Task details – Return, word for word, the line containing "Could you point out the horse bridle" and every line after it through the last line of the records below.

Stored items
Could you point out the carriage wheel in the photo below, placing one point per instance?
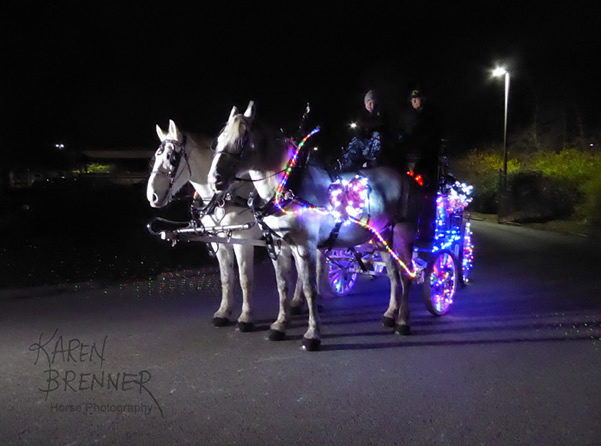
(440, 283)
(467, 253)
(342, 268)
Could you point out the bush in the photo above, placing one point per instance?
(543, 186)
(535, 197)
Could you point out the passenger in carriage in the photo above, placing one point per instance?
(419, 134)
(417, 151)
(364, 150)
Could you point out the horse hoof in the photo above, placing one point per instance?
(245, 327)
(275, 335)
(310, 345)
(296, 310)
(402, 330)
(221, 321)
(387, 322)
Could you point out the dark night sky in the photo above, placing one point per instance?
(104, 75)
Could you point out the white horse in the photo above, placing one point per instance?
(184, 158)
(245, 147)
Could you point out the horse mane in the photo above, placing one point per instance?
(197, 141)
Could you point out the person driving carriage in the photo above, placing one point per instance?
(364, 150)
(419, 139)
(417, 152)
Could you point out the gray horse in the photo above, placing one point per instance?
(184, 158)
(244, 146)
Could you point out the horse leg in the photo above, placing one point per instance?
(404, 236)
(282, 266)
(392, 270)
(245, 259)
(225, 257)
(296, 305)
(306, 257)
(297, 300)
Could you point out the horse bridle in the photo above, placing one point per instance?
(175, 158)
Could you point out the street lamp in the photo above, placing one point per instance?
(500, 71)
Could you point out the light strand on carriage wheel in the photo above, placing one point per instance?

Response to this task –
Could you point out the horse bridle in the photo above, placing one point per instance?
(175, 158)
Could you point out the street lamp in the photo above, placing one point per instance?
(500, 71)
Could you point out the light strand on carriage wheel in the photo above, placing one point per instance?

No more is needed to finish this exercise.